EXERCISE BRIEF
State how many lines of the listing below contain the word "stone", and reply with the number alone.
== == ==
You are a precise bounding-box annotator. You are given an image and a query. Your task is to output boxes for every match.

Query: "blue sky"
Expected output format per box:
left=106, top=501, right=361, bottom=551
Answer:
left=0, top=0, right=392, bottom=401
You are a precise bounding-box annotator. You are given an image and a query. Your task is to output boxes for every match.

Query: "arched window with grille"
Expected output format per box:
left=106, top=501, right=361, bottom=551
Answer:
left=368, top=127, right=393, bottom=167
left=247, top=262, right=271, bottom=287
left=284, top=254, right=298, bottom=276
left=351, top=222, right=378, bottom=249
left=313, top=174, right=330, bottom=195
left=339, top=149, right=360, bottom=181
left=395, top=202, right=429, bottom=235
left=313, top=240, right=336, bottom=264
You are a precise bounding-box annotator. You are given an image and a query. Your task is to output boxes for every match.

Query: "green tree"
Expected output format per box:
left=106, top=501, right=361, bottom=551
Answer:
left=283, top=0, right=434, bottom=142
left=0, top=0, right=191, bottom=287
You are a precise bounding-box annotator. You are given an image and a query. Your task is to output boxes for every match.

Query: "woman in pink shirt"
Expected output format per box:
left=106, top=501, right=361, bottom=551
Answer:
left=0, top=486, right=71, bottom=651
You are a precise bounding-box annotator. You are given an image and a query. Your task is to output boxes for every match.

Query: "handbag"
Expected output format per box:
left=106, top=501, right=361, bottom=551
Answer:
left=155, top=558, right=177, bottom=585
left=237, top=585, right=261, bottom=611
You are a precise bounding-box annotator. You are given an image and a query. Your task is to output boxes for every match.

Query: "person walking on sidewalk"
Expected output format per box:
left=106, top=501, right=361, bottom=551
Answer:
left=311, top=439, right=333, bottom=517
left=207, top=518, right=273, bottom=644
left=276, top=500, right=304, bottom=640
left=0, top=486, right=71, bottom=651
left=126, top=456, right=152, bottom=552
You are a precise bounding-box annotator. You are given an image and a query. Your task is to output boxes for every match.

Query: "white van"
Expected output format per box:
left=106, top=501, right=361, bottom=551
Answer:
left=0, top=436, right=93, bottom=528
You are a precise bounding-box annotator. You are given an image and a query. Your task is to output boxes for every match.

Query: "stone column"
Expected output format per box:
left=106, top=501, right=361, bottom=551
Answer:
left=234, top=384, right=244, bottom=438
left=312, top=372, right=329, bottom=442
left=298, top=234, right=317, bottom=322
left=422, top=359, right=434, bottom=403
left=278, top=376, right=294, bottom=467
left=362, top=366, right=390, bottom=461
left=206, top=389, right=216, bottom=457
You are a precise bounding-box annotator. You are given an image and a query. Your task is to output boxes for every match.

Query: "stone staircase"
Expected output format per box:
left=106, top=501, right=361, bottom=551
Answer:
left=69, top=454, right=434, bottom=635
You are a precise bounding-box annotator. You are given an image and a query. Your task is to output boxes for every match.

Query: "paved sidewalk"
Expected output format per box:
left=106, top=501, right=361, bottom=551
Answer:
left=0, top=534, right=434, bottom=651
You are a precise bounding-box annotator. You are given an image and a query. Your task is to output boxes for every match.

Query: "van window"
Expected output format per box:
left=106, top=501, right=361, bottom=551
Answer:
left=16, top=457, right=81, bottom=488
== == ==
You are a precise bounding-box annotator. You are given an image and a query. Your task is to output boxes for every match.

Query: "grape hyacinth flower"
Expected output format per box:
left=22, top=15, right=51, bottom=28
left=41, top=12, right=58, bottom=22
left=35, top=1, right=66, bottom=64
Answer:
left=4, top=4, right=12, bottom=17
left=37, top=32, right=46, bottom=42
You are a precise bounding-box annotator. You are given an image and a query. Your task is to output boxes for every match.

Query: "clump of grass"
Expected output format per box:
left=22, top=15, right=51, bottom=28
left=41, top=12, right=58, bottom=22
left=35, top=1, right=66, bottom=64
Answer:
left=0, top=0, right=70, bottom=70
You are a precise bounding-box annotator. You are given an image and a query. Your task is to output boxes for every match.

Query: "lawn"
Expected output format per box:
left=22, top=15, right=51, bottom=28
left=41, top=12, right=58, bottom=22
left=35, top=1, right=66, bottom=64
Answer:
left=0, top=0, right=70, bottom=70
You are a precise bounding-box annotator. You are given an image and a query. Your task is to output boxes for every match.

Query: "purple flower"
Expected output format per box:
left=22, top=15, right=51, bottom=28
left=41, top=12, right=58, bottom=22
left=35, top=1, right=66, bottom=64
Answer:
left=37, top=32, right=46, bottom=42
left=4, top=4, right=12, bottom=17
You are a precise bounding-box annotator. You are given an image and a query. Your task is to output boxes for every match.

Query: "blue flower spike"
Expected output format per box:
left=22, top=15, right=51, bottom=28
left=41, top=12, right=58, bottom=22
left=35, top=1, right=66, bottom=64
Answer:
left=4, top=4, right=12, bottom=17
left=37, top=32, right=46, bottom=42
== == ==
WRITTEN RESPONSE
2